• [What the exercise asks] Copy the rows from the line containing "Where can you see the arc" through the end of the rows, keeping every line, requests included, and shift each coordinate in the answers up by 80. Change no numbers outside those answer coordinates.

# START OF Data extract

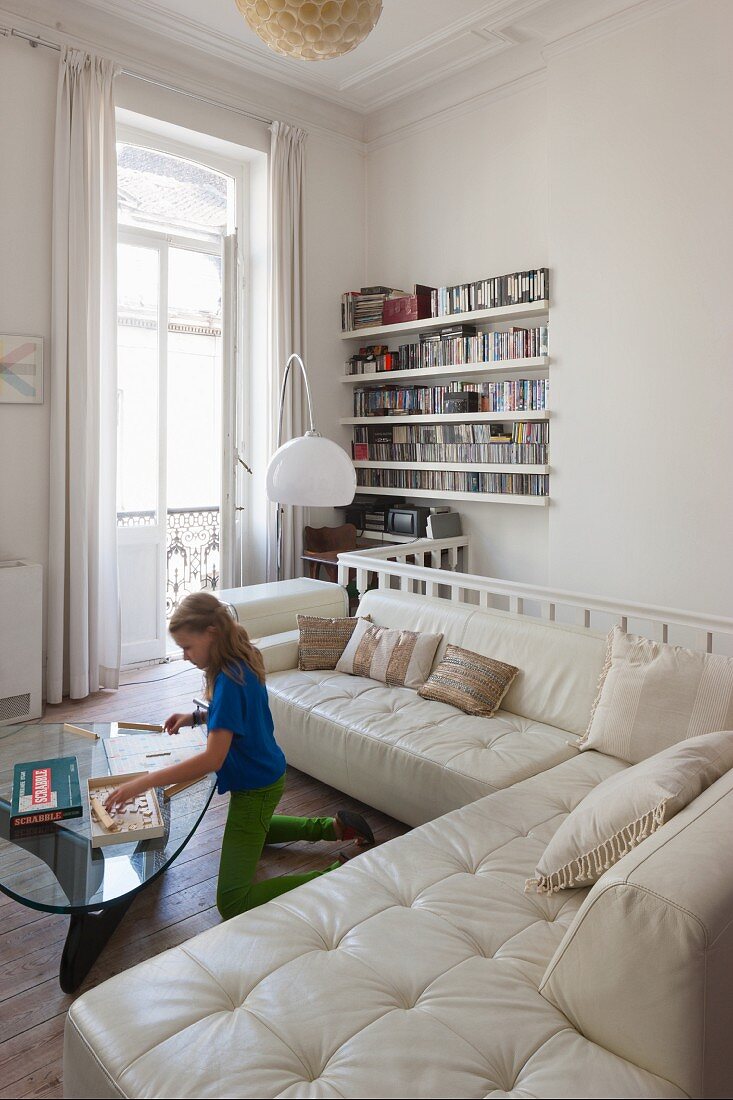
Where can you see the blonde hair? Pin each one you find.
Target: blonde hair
(230, 641)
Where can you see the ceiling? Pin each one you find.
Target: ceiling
(416, 44)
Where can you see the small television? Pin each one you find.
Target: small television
(409, 520)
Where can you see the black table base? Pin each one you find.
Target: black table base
(88, 933)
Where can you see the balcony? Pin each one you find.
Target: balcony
(192, 550)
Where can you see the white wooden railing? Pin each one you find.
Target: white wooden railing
(441, 554)
(712, 633)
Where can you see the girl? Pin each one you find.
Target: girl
(242, 750)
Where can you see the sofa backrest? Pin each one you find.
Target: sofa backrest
(646, 967)
(559, 666)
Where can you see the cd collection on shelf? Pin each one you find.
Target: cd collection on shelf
(364, 308)
(446, 345)
(446, 349)
(510, 396)
(449, 481)
(524, 442)
(518, 287)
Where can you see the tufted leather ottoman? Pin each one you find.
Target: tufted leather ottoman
(413, 971)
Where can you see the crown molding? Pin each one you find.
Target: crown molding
(468, 106)
(481, 23)
(234, 77)
(611, 24)
(157, 59)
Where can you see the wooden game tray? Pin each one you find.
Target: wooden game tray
(146, 828)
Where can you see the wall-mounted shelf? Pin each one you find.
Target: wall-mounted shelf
(481, 468)
(466, 372)
(472, 317)
(448, 417)
(437, 494)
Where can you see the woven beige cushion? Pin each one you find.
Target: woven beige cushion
(323, 640)
(397, 658)
(469, 681)
(628, 806)
(652, 695)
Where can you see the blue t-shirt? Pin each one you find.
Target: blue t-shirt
(254, 757)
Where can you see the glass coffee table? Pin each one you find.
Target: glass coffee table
(58, 871)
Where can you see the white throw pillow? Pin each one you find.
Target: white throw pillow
(628, 806)
(652, 695)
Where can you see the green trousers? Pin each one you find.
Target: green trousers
(250, 825)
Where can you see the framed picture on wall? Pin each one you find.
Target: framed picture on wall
(21, 370)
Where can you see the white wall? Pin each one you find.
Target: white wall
(641, 244)
(459, 201)
(619, 176)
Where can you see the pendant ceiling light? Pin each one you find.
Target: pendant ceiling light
(312, 30)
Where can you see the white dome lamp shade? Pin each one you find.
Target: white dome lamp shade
(308, 471)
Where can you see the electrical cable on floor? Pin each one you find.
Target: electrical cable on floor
(133, 683)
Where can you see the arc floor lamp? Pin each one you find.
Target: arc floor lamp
(309, 471)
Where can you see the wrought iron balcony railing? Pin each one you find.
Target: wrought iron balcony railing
(192, 549)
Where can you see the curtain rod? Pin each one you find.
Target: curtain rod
(37, 41)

# END OF Data extract

• [Written response]
Where can you see the arc floor lamp? Pin each one you find.
Target: arc floor lamp
(389, 551)
Where can you see the wrought iron balcony railing? Pin each one you find.
Target: wrought iron balcony railing
(272, 629)
Where can you see the curtain rod? Pin each one you find.
Target: curtain rod
(117, 121)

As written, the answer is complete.